Stored data
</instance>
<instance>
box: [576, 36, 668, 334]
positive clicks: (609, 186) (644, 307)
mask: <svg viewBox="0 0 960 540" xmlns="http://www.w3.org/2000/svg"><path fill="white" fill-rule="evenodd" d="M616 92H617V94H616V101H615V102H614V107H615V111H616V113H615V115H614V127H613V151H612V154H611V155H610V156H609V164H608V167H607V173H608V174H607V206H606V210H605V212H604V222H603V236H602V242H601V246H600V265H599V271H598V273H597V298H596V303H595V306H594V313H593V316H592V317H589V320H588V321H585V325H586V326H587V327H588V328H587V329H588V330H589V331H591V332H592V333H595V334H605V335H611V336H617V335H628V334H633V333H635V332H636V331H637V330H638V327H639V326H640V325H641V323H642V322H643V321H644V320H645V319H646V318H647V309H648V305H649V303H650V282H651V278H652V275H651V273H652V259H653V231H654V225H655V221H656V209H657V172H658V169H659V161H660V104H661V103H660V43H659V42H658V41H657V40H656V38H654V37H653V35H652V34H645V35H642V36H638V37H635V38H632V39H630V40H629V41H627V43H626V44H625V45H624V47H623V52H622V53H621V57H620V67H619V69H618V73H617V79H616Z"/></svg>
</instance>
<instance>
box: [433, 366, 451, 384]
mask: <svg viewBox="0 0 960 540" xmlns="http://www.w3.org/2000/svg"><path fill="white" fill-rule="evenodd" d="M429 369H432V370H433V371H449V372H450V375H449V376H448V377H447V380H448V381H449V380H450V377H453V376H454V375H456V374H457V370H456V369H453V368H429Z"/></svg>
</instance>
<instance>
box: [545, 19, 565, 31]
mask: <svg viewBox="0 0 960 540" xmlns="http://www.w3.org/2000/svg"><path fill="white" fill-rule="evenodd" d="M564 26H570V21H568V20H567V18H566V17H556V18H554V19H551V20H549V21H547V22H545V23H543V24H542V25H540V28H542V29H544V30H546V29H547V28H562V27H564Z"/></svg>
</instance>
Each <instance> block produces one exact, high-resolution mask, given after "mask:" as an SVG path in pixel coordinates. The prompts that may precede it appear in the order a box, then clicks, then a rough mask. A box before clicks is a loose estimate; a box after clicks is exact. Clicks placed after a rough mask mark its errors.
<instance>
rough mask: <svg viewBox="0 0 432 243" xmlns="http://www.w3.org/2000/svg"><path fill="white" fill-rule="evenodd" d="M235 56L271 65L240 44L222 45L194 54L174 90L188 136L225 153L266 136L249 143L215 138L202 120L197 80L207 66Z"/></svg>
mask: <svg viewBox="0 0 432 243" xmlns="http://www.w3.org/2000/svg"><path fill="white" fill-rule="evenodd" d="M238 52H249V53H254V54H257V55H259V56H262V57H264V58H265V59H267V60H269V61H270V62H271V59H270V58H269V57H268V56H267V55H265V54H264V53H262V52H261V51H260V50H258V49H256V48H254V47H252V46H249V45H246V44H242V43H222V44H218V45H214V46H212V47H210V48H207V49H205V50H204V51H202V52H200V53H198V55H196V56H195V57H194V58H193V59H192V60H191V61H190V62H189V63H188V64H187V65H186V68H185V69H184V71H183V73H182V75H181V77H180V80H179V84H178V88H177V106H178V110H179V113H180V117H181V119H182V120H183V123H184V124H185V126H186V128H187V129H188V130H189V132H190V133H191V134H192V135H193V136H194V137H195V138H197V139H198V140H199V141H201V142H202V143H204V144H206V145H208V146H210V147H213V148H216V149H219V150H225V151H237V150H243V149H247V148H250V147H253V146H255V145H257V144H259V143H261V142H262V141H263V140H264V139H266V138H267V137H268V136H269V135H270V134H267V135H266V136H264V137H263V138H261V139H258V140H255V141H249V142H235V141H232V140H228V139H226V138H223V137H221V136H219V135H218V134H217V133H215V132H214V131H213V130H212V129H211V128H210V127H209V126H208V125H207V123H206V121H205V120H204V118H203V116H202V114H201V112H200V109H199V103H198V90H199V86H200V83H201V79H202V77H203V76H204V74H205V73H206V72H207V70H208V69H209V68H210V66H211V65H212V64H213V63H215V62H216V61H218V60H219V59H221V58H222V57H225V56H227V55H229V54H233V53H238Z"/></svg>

Problem description: Every record should be given again exactly.

Exercise response:
</instance>
<instance>
box: [576, 36, 668, 334]
positive clicks: (609, 186) (644, 307)
mask: <svg viewBox="0 0 960 540" xmlns="http://www.w3.org/2000/svg"><path fill="white" fill-rule="evenodd" d="M616 92H617V94H616V101H615V102H614V107H615V111H616V113H615V115H614V127H613V151H612V154H611V155H610V156H609V164H608V167H607V173H608V174H607V206H606V210H605V212H604V222H603V236H602V242H601V246H600V265H599V271H598V273H597V298H596V303H595V306H594V313H593V316H592V317H589V320H588V321H585V325H586V326H587V327H588V328H587V329H588V330H589V331H591V332H592V333H595V334H605V335H611V336H617V335H628V334H633V333H635V332H636V331H637V330H638V327H639V326H640V325H641V323H642V322H643V321H644V320H645V319H646V318H647V309H648V305H649V303H650V282H651V278H652V275H651V273H652V259H653V231H654V225H655V221H656V209H657V172H658V169H659V161H660V104H661V103H660V43H659V42H658V41H657V40H656V38H654V37H653V35H652V34H645V35H642V36H638V37H635V38H632V39H630V40H629V41H627V43H626V44H625V45H624V47H623V52H622V53H621V57H620V67H619V69H618V73H617V79H616Z"/></svg>
</instance>
<instance>
box: [433, 366, 451, 384]
mask: <svg viewBox="0 0 960 540" xmlns="http://www.w3.org/2000/svg"><path fill="white" fill-rule="evenodd" d="M429 369H432V370H433V371H449V372H450V375H449V376H448V377H447V380H448V381H449V380H450V377H453V376H454V375H456V374H457V370H456V369H453V368H429Z"/></svg>
</instance>
<instance>
box: [545, 19, 565, 31]
mask: <svg viewBox="0 0 960 540" xmlns="http://www.w3.org/2000/svg"><path fill="white" fill-rule="evenodd" d="M564 26H570V21H568V20H567V18H566V17H556V18H554V19H551V20H549V21H547V22H545V23H543V24H542V25H540V28H542V29H544V30H546V29H547V28H562V27H564Z"/></svg>
</instance>
Each <instance> block produces one exact, high-resolution mask, given after "mask:" as an SVG path in pixel coordinates. The prompts that may precede it appear in the order a box, then clicks, then a rough mask. A box before clicks is a loose estimate; a box after clicks is exact. Clicks placed after a rough mask mark its errors.
<instance>
rough mask: <svg viewBox="0 0 432 243" xmlns="http://www.w3.org/2000/svg"><path fill="white" fill-rule="evenodd" d="M235 56L271 65L240 44L222 45L194 54L174 90L188 136L225 153L266 136L249 143L215 138L202 120L197 80L207 66Z"/></svg>
mask: <svg viewBox="0 0 432 243" xmlns="http://www.w3.org/2000/svg"><path fill="white" fill-rule="evenodd" d="M238 52H249V53H254V54H257V55H259V56H262V57H264V58H265V59H267V60H269V61H270V62H271V59H270V58H269V57H268V56H267V55H265V54H264V53H262V52H261V51H260V50H258V49H256V48H254V47H252V46H249V45H246V44H242V43H222V44H218V45H214V46H212V47H210V48H207V49H205V50H204V51H202V52H200V53H198V55H196V56H195V57H194V58H193V59H192V60H191V61H190V62H189V63H188V64H187V65H186V68H185V69H184V71H183V73H182V75H181V77H180V80H179V84H178V88H177V106H178V110H179V113H180V117H181V119H182V120H183V123H184V124H185V126H186V128H187V129H188V130H189V132H190V133H191V134H192V135H193V136H194V137H195V138H197V139H198V140H199V141H201V142H202V143H204V144H206V145H208V146H210V147H213V148H216V149H219V150H225V151H237V150H243V149H247V148H250V147H253V146H255V145H257V144H259V143H261V142H262V141H263V140H264V139H266V138H267V137H268V136H269V135H270V134H267V135H266V136H264V137H263V138H261V139H258V140H255V141H249V142H235V141H232V140H228V139H226V138H223V137H221V136H219V135H218V134H217V133H215V132H214V131H213V130H212V129H211V128H210V127H209V126H208V125H207V123H206V121H205V120H204V118H203V116H202V114H201V112H200V109H199V103H198V90H199V86H200V83H201V79H202V77H203V76H204V74H205V73H206V72H207V70H208V69H209V68H210V66H211V65H212V64H213V63H215V62H216V61H218V60H219V59H221V58H222V57H225V56H227V55H229V54H233V53H238Z"/></svg>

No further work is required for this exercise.